→ **ASSIGNMENT**
Please say how many lines of the entries below contain the word "wooden", and leave out everything else.

→ **DATA IN THIS EXERCISE**
+++

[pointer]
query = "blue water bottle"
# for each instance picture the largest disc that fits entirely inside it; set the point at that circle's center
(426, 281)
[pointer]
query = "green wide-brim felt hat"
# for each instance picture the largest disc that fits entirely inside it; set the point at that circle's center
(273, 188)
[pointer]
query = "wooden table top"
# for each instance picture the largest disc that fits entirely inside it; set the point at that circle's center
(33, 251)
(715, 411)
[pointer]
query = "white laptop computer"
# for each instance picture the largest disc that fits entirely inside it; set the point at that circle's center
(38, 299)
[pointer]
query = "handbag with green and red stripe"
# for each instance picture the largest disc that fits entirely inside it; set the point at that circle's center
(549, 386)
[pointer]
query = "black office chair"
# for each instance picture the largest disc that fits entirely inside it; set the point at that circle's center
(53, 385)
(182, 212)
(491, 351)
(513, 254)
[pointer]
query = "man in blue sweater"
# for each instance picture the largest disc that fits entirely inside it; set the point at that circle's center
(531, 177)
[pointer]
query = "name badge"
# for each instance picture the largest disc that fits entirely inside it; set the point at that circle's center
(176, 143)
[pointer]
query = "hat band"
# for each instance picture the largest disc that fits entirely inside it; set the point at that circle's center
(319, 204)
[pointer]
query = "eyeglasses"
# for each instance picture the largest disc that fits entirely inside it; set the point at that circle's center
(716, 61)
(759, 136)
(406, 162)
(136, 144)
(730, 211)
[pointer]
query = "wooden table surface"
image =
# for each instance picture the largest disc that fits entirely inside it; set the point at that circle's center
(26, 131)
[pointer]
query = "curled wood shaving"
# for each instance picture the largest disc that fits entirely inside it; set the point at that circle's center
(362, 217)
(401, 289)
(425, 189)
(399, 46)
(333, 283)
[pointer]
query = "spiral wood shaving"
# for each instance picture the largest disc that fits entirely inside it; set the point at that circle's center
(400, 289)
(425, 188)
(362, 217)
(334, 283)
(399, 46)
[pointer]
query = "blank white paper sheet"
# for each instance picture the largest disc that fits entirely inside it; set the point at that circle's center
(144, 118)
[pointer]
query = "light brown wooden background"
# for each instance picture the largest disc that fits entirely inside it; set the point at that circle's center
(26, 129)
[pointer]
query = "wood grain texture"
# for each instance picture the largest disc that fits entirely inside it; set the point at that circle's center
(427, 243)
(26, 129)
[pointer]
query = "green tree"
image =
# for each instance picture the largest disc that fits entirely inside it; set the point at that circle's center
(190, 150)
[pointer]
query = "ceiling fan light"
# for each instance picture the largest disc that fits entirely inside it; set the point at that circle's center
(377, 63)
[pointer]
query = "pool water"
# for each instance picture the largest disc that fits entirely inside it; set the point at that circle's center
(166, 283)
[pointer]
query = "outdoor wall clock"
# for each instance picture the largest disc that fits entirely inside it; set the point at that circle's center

+++

→ **ANSWER SPACE**
3